:: TEXT FOR ANALYSIS ::

I met this problem when running dynamic rupture simulations with pylith v2.2.2:
RuntimeError: Determinant of Jacobian (9.4545e-07) for cell 5405 is smaller than minimum permissible value (1e-06)!
The two most likely causes of this are highly distorted cells and nondimensionalization with a length scale that is much larger than the dimensions of the cells.
I have checked the mesh quality and it meets the requirements. I found in previous topics that this problem can be solved by modifying the length_scale property of normalizer. But the NondimElasticDynamic normalizer doesn’t have the property length_scale, so I tried to change the wave_period to make it smaller. But I still got the error:
RuntimeError: Current nondimensionalized time step of 1.7600e-01 exceeds the nondimensionalized stable time step of 1.6376e-01.
Could you please tell me how to solve it?
By the way, I’m wondering will the bias_factor in gradient.jou significantly effect the simulations results? Most bias_factors are set to 1.02, if I use a larger value like 1.05 or 1.1, and the cohesive zone is well resolved, are the results of slip distribution on fault still reliable?
It sounds like you are on the correct path by adjusting the nondimensional scales. Assuming you have set the shear_wave_speed to match the minimum shear wave speed in your mesh, then the wave_period is the correct parameter to adjust. You should have at least 10 cells per your shortest wavelength. If your minimum shear wave speed is 2000 m/s and your cells are 100 m in size in that region, then your minimum period is 10*100 m / 2000 m/s = 0.5 s.
The time step is a different issue. Your time step is slightly larger than what PyLith has calculated to be a stable time step, accounting for the distortion of the cells and the P wave speed. If you reduce your time step by about 10-20% you should have a stable time step. The estimated stable time step is an approximation, so if you reduce it by 20% and the solution blows up during the solve, then reduce it by a little more.

:::

_ACTIVITY_.
In the PyLith forum thread, by about how much does the reply say to reduce the time step to get a stable one?

:: EXERCISE DATA ::

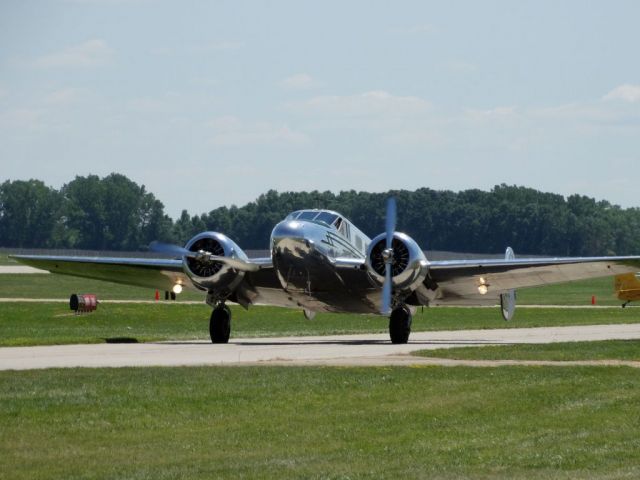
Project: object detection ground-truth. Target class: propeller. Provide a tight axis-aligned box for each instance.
[380,197,397,315]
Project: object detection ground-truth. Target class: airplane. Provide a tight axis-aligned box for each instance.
[14,197,640,343]
[614,273,640,308]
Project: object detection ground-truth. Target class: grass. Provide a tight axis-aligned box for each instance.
[0,367,640,479]
[517,277,622,305]
[0,302,640,346]
[415,340,640,361]
[0,252,18,265]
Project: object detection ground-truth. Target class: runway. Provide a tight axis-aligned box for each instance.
[0,324,640,370]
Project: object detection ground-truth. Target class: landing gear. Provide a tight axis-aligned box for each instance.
[209,303,231,343]
[389,306,412,343]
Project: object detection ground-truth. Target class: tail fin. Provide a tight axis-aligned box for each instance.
[614,273,640,300]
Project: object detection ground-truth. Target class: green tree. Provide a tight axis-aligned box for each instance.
[0,180,62,248]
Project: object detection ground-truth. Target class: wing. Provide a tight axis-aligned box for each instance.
[12,255,192,290]
[11,255,273,290]
[425,257,640,305]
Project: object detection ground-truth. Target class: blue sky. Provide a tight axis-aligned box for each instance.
[0,0,640,217]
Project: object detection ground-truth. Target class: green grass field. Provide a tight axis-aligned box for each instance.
[0,367,640,479]
[414,340,640,362]
[0,302,640,346]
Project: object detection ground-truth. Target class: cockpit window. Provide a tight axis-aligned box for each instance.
[316,212,338,225]
[298,210,318,220]
[285,210,300,220]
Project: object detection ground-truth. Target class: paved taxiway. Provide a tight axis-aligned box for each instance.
[0,324,640,370]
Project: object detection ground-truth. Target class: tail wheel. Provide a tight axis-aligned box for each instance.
[209,305,231,343]
[389,307,413,343]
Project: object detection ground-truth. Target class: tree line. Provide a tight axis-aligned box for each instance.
[0,173,640,256]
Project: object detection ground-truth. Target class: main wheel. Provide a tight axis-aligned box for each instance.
[209,305,231,343]
[389,307,412,343]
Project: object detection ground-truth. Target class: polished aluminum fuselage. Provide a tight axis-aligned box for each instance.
[262,216,380,313]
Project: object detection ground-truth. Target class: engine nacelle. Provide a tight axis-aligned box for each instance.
[366,232,429,291]
[182,232,248,299]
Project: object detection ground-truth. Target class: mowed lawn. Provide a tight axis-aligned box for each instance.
[414,340,640,362]
[0,367,640,479]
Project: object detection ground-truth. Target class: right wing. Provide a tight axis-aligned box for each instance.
[425,256,640,305]
[11,255,193,290]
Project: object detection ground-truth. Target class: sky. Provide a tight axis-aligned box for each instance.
[0,0,640,218]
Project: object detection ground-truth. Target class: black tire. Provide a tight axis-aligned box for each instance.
[209,305,231,343]
[389,307,412,343]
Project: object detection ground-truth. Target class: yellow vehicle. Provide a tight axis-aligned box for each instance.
[615,273,640,308]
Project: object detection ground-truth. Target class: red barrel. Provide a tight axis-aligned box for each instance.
[69,293,98,313]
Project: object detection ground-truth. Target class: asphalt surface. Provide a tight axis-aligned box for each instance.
[0,324,640,370]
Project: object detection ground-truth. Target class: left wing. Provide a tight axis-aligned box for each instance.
[425,256,640,305]
[11,255,193,290]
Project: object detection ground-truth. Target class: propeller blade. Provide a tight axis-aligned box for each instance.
[385,197,396,248]
[381,263,391,315]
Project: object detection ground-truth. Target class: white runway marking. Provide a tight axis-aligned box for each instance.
[0,324,640,370]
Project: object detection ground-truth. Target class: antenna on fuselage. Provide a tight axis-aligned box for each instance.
[381,197,397,315]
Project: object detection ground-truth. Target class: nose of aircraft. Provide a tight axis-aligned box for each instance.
[271,220,307,255]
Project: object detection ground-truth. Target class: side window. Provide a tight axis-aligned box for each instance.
[338,221,351,240]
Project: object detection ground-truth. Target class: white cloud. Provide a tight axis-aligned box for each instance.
[207,116,309,146]
[33,39,114,68]
[150,40,244,56]
[202,40,244,52]
[280,73,319,90]
[446,60,478,75]
[44,88,86,106]
[291,90,431,117]
[464,106,517,122]
[0,108,45,130]
[389,24,436,35]
[602,83,640,103]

:::

_OUTPUT_.
By about 10-20%.